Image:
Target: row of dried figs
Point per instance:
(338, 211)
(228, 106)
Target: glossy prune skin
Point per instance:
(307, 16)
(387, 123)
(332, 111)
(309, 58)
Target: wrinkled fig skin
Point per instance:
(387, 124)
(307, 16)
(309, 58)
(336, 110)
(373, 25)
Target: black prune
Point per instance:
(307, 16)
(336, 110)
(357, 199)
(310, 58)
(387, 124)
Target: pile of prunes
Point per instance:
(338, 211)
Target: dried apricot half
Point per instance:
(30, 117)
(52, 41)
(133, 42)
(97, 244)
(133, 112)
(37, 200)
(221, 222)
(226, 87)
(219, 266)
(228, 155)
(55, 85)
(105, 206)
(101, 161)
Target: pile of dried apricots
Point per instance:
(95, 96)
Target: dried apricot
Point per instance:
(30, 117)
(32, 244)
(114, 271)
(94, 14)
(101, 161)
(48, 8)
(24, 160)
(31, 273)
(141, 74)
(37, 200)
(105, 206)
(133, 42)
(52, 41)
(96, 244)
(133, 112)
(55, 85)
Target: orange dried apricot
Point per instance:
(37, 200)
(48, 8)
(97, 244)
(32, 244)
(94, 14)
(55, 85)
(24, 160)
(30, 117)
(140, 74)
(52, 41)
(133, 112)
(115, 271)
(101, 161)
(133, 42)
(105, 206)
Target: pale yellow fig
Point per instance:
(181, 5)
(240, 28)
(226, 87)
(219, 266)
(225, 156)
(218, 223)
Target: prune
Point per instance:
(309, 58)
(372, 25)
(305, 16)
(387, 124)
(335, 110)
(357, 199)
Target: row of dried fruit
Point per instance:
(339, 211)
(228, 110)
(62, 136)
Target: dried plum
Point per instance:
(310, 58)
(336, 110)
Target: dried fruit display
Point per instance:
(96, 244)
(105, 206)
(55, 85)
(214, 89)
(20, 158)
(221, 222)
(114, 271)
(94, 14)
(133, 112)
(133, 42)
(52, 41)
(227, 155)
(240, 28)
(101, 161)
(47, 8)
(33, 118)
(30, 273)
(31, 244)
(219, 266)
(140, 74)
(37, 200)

What you should do — Write out all of the lines above, character for character, with nothing left out or changed.

Solution for this problem —
Image:
Target: row of dried figs
Point per instance:
(338, 211)
(228, 106)
Target: glossy prune skin
Point per instance:
(307, 16)
(387, 123)
(332, 111)
(309, 58)
Target: wrinkled fig skin
Point per instance:
(387, 124)
(307, 16)
(309, 58)
(336, 110)
(373, 25)
Target: black prune
Point per instance:
(307, 16)
(336, 110)
(357, 199)
(310, 58)
(387, 124)
Target: pile of prunes
Point per instance:
(338, 211)
Target: dried apricot half
Point per instance:
(30, 117)
(52, 41)
(133, 42)
(97, 244)
(133, 112)
(37, 200)
(221, 222)
(226, 87)
(219, 266)
(228, 155)
(55, 85)
(105, 206)
(101, 161)
Target: pile of dried apricots
Point per instance:
(95, 96)
Target: dried apricot
Point per instance:
(30, 117)
(32, 244)
(114, 271)
(94, 14)
(101, 161)
(48, 8)
(24, 160)
(31, 273)
(141, 74)
(37, 200)
(105, 206)
(133, 42)
(52, 41)
(96, 244)
(133, 112)
(55, 85)
Target: orange dried apricot
Point per instance:
(37, 200)
(48, 8)
(97, 244)
(32, 244)
(94, 14)
(55, 85)
(24, 160)
(30, 117)
(140, 74)
(52, 41)
(133, 112)
(115, 271)
(101, 161)
(133, 42)
(105, 206)
Target: pale yellow fig
Point per instance:
(181, 5)
(240, 28)
(226, 87)
(219, 266)
(225, 156)
(218, 223)
Target: prune
Point per instance:
(309, 58)
(372, 25)
(305, 16)
(387, 124)
(335, 110)
(357, 199)
Target: row of dried fruit
Point per instance:
(339, 211)
(228, 110)
(62, 136)
Target: dried plum
Point per instance:
(310, 58)
(336, 110)
Target: dried fruit display
Point per instance:
(96, 244)
(105, 206)
(55, 85)
(214, 89)
(20, 158)
(221, 222)
(114, 271)
(94, 14)
(133, 112)
(133, 42)
(52, 41)
(227, 155)
(240, 28)
(101, 161)
(47, 8)
(33, 118)
(30, 273)
(31, 244)
(219, 266)
(140, 74)
(37, 200)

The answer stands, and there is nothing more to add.